* **Problem requirements**:
Your reply should consist of one number: how many lines below contain "stone".

----

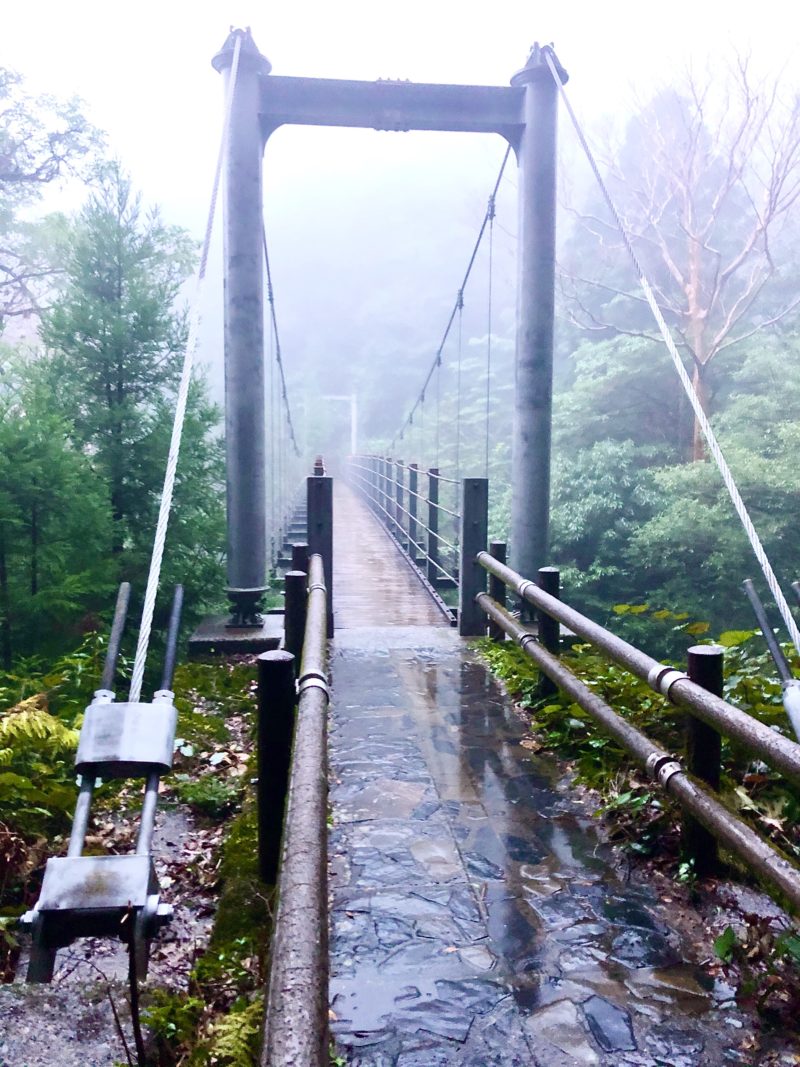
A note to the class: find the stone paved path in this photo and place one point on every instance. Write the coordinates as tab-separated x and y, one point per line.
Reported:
477	920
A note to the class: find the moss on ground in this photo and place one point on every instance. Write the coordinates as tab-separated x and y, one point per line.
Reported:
221	1018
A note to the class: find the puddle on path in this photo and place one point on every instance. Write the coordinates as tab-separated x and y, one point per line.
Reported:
477	918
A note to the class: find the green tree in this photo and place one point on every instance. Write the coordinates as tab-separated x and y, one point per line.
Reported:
42	140
54	522
115	339
706	180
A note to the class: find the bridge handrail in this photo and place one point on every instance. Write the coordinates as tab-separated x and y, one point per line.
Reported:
296	1023
412	519
773	748
660	765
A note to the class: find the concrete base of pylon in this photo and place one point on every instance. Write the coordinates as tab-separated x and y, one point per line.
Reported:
214	637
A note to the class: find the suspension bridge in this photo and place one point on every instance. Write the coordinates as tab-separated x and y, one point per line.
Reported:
462	908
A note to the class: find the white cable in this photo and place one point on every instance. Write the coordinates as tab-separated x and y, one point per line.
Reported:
714	447
177	429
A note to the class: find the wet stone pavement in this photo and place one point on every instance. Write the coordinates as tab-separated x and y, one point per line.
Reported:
477	919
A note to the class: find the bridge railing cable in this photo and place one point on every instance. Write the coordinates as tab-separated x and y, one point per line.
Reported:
694	786
180	405
697	405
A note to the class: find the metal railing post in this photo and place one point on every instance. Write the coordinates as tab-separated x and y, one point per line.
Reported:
433	553
413	531
300	557
320	531
399	504
548	580
497	550
276	698
703	755
474	535
384	516
296	584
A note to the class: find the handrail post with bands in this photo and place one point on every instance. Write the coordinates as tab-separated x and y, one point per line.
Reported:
433	553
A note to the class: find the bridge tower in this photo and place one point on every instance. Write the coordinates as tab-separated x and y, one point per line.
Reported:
525	114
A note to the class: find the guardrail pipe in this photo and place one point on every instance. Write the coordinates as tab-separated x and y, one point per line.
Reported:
703	755
474	535
662	767
549	631
276	701
296	1023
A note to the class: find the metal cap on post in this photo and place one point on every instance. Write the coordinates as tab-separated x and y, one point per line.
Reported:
296	584
320	531
243	285
276	700
530	454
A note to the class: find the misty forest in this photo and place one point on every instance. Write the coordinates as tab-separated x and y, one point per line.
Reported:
95	305
707	184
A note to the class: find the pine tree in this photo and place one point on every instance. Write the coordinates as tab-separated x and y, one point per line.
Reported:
115	339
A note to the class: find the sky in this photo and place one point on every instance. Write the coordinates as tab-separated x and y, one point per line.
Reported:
144	72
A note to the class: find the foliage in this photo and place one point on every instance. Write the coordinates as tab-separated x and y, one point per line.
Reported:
637	814
705	178
42	140
236	1038
54	523
115	338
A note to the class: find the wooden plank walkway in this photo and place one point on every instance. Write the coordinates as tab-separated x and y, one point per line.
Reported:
477	919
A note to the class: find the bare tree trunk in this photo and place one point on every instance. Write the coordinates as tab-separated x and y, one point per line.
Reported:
5	649
698	380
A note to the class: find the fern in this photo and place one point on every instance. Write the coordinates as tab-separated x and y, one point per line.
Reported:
235	1038
29	728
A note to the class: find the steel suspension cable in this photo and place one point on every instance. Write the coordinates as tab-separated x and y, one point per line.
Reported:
154	575
489	321
458	386
700	415
438	399
437	359
273	470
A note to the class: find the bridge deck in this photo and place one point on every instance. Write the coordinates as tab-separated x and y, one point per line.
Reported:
477	918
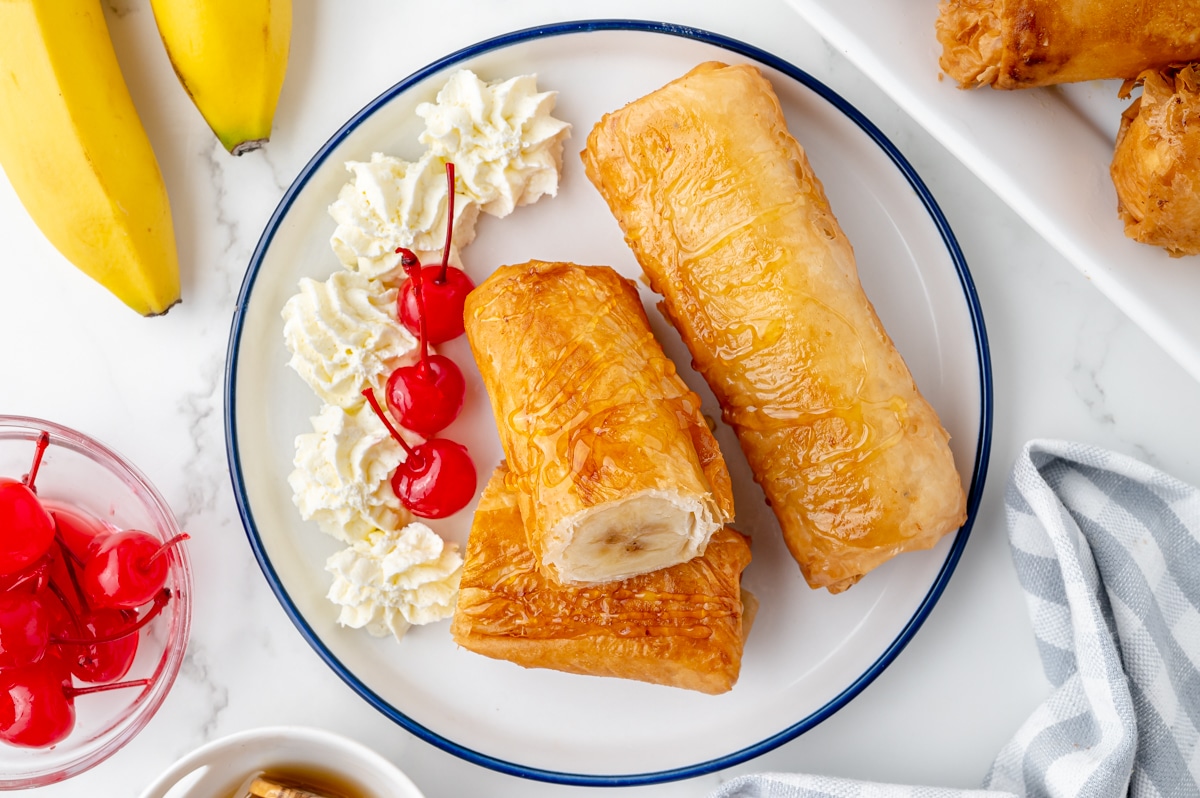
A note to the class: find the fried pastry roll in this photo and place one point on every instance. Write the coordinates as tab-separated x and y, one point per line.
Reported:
612	463
732	227
1156	166
681	627
1023	43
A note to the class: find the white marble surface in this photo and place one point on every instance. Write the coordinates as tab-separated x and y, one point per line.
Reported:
1066	364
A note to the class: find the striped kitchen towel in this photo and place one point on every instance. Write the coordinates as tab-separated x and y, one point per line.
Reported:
1108	551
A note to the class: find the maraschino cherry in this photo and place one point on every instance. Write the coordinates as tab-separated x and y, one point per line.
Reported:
445	289
37	702
438	477
125	569
24	629
426	396
25	527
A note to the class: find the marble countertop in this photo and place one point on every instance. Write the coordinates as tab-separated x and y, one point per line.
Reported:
1066	364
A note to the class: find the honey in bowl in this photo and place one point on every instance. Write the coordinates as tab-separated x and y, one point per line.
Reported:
298	783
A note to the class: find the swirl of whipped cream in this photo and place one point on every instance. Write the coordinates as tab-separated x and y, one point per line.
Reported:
505	147
342	474
345	336
391	581
391	203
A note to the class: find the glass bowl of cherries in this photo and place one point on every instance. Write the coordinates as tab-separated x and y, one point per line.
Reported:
95	601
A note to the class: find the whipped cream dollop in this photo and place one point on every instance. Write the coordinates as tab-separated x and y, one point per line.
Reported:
391	203
504	143
345	336
342	472
391	581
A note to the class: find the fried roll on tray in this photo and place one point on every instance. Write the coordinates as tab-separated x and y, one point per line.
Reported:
1156	166
1024	43
613	467
732	227
681	627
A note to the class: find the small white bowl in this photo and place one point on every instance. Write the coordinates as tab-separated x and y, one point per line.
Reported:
217	768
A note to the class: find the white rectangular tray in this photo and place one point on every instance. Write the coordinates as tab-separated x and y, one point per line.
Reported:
1044	151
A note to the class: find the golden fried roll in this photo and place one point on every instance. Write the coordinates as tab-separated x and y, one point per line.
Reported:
1023	43
681	627
612	463
1156	166
732	227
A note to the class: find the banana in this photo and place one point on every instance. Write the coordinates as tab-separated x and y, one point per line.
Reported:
231	55
75	150
639	534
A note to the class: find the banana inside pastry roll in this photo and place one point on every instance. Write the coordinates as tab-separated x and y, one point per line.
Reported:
681	627
1024	43
1156	166
732	227
612	463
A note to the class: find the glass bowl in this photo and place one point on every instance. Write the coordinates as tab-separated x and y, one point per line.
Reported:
84	473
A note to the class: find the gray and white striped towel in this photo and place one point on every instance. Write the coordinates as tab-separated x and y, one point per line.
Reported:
1108	551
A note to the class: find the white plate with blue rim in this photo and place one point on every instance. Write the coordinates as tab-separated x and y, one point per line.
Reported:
809	652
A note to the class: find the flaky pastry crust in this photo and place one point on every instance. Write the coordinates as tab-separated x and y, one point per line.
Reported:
681	627
730	223
612	462
1024	43
1156	165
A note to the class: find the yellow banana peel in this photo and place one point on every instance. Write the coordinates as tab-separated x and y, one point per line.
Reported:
232	57
77	155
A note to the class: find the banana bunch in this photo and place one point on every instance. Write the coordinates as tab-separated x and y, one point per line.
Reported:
231	55
75	150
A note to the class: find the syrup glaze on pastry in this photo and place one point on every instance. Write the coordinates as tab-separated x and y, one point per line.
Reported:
1156	165
730	223
1024	43
612	463
681	627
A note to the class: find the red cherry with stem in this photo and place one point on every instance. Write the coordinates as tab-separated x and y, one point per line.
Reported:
37	702
31	579
426	396
100	646
24	629
102	661
36	709
445	288
77	529
438	477
125	569
25	527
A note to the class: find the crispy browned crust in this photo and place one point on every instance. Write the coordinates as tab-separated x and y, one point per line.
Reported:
681	627
1156	165
732	227
589	408
1023	43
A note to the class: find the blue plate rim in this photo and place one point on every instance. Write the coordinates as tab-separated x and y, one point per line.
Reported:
975	492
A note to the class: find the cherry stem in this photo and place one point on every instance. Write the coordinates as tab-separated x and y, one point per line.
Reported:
160	601
174	541
383	417
445	247
43	441
413	269
72	691
66	605
69	561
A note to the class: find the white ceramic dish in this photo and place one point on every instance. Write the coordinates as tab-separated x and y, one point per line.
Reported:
1044	151
217	768
809	652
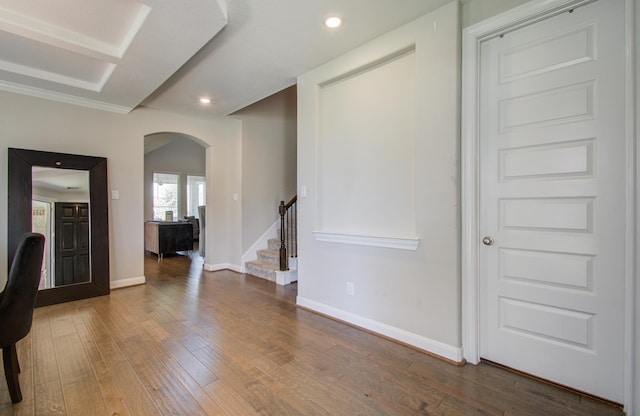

----

* **Result of this task**:
2